Dataset excerpts:
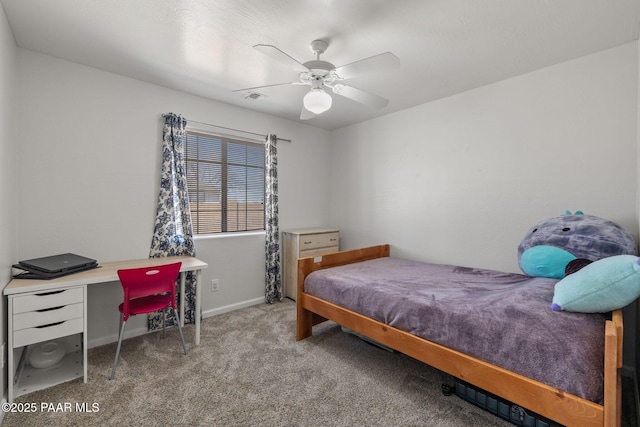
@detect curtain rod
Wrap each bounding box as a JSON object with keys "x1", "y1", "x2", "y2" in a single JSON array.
[{"x1": 185, "y1": 119, "x2": 292, "y2": 143}]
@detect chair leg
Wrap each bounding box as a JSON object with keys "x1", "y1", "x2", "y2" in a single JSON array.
[
  {"x1": 110, "y1": 316, "x2": 128, "y2": 380},
  {"x1": 173, "y1": 308, "x2": 188, "y2": 355},
  {"x1": 162, "y1": 309, "x2": 166, "y2": 339}
]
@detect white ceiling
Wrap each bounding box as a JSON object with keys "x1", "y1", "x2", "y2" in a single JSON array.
[{"x1": 2, "y1": 0, "x2": 640, "y2": 130}]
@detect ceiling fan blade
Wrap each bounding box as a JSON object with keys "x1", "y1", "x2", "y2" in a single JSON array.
[
  {"x1": 232, "y1": 81, "x2": 304, "y2": 92},
  {"x1": 332, "y1": 52, "x2": 400, "y2": 80},
  {"x1": 331, "y1": 84, "x2": 389, "y2": 109},
  {"x1": 300, "y1": 107, "x2": 316, "y2": 120},
  {"x1": 254, "y1": 44, "x2": 309, "y2": 72}
]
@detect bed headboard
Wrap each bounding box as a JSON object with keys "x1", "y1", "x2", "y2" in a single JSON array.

*Directions for this task*
Reproduce every entry word for word, but skip any pictures.

*Answer for this exercise*
@detect curtain rod
Wrap each bounding box as a JSON object with keys "x1", "y1", "x2", "y2" in a single JSON array.
[{"x1": 185, "y1": 119, "x2": 292, "y2": 143}]
@detect chair leg
Wrap each bounding box as a JSON object with keys "x1", "y1", "x2", "y2" in a single JSON array.
[
  {"x1": 110, "y1": 316, "x2": 128, "y2": 380},
  {"x1": 173, "y1": 308, "x2": 188, "y2": 355},
  {"x1": 162, "y1": 309, "x2": 166, "y2": 339}
]
@detect white ceiling
Wrap each bounding box as a JSON object with keys "x1", "y1", "x2", "y2" in a single JSON array.
[{"x1": 2, "y1": 0, "x2": 640, "y2": 130}]
@detect ceiling fan blade
Wrap each bounding box as a JSON object with keys "x1", "y1", "x2", "y2" in a single JSON array.
[
  {"x1": 232, "y1": 81, "x2": 304, "y2": 92},
  {"x1": 332, "y1": 52, "x2": 400, "y2": 80},
  {"x1": 331, "y1": 84, "x2": 389, "y2": 109},
  {"x1": 300, "y1": 107, "x2": 316, "y2": 120},
  {"x1": 254, "y1": 44, "x2": 309, "y2": 72}
]
@detect bed headboard
Wrap each bounding box as a JSON object with keys "x1", "y1", "x2", "y2" in a single JSON array.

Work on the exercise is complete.